Existe também o dever de informação do modo de recolha (artigo 9º) e o princípio da preferência pelo método não invasivo e não ofensivo da dignidade humana e integridade física e moral.

 

De acordo com o plasmado no artigo 8º a recolha será efectuada:

 

ü  A pedido do arguido;

ü  Ordenada oficiosamente ou a requerimento, por despacho do juiz, a partir da constituição de arguido, ao abrigo do artigo 172º CPP;

ü  Ordenada supletiva e obrigatoriamente, mediante despacho do juiz de julgamento e após trânsito em julgado, de condenado por crime doloso com pena concreta de prisão igual ou superior a três anos.

ü  No caso de inimputabilidade e ao arguido que seja aplicada uma medida de segurança, mediante despacho do juiz de julgamento.

 

Em todos os casos implica sempre a entrega de documento onde conste a identificação do processo e a identificação dos direitos e deveres decorrentes da Lei 5/2008, nomeadamente, do seu artigo 9º, implicando o seu não cumprimento uma não valoração em sede de julgamento.

 

A análise (ou perícia) restringe-se apenas àqueles marcadores de ADN que sejam absolutamente necessários à identificação do seu titular, tendo este como garantias de defesa: direito à contra análise em consonância com o principio do contraditório e principio de igualdade de armas entre a defesa e a acusação (11º n.º1).

 

São assim, requisitos legais de admissibilidade das perícias de ADN no processo penal português:

 

  1. Existência de um fim constitucionalmente legitimo (ex: investigação criminal);
  2. Respeito pelo princípio da legalidade (há que haver previsão legal especifica);
  3. Jurisdicionalização da medida (necessidade de autorização pelo juiz);
  4. Imprescindibilidade da motivação;
  5. Principio da proporcionalidade (idoneidade, necessidade e proporcionalidade em sentido estrito);
  6. Intervenção de pessoal sanitário e respeito pela dignidade da pessoa, evitando-se formas humilhantes ou vexatórias.

 

 

Mesmo após o surgimento da Lei 5/2008 se coloca o problema da realização coactiva de tais perícias. Levantam-se sérias reticências na admissão da compreensão que entende que o juiz pode decretar coactivamente e contra a vontade do arguido a colheita de vestígios biológicos humanos para a fixação de perfis de ADN – entendemos que continua a não ser constitucionalmente comportado, e traduzindo-se qualquer coacção ou violência sobre o individuo para a realização de tais exames como consubstanciando um método proibido de prova, não podendo este ser valorado.

> **PEDIDO ESCRITO A**:
Com base no excerto sobre as perícias de ADN:
(i) Que artigo prevê o dever de informação do modo de recolha?
(ii) A que marcadores de ADN se restringe a análise?
(iii) A partir de que pena concreta de prisão a recolha é ordenada supletiva e obrigatoriamente ao condenado por crime doloso?
> **PEDIDO ESCRITO B**: Reproduza sem alterações o trecho do excerto sobre as perícias de ADN que vai de "ü  Ordenada oficiosamente" até "sede de julgamento.".
> **PEDIDO ESCRITO C**:
Estas afirmações estão de acordo com o excerto sobre as perícias de ADN? Responda sim ou não a cada uma e cite as palavras do excerto que o decidem.
(i) A recolha pode ser efetuada a pedido do arguido.
(ii) A falta de entrega do documento com a identificação do processo e dos direitos e deveres não tem consequências no julgamento.
(iii) O excerto considera constitucionalmente admissível a recolha coativa contra a vontade do arguido.
Para responder, baseie-se somente no excerto.

(Rótulos de pontos de objetos)
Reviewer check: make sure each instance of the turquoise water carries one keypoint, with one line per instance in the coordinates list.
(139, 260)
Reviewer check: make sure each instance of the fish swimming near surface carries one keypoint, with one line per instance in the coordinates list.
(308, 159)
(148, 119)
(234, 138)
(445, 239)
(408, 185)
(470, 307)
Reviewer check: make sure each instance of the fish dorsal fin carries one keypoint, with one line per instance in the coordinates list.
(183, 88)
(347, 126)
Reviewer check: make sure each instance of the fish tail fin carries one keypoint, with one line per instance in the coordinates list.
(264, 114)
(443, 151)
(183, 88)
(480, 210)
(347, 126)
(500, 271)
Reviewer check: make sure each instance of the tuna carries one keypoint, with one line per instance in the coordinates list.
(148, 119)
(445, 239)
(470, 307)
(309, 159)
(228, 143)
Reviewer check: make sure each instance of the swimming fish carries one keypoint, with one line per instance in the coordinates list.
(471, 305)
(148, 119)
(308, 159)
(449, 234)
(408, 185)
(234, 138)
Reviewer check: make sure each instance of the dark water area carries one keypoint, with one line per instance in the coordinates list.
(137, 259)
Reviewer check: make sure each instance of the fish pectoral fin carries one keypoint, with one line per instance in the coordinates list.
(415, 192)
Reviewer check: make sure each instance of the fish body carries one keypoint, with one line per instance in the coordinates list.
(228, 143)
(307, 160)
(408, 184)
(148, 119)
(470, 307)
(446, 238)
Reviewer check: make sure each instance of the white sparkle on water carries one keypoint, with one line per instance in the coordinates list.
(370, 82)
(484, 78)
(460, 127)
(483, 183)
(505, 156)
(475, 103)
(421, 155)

> **RESPOSTA ELABORADA A**:
(i) O artigo 9º.
(ii) Àqueles que sejam absolutamente necessários à identificação do seu titular.
(iii) A partir de uma pena igual ou superior a três anos.

> **RESPOSTA ELABORADA B**:
ü  Ordenada oficiosamente ou a requerimento, por despacho do juiz, a partir da constituição de arguido, ao abrigo do artigo 172º CPP;

ü  Ordenada supletiva e obrigatoriamente, mediante despacho do juiz de julgamento e após trânsito em julgado, de condenado por crime doloso com pena concreta de prisão igual ou superior a três anos.

ü  No caso de inimputabilidade e ao arguido que seja aplicada uma medida de segurança, mediante despacho do juiz de julgamento.

 

Em todos os casos implica sempre a entrega de documento onde conste a identificação do processo e a identificação dos direitos e deveres decorrentes da Lei 5/2008, nomeadamente, do seu artigo 9º, implicando o seu não cumprimento uma não valoração em sede de julgamento.

> **RESPOSTA ELABORADA C**:
(i) Sim: "A pedido do arguido;"
(ii) Não: "implicando o seu não cumprimento uma não valoração em sede de julgamento"
(iii) Não: "entendemos que continua a não ser constitucionalmente comportado"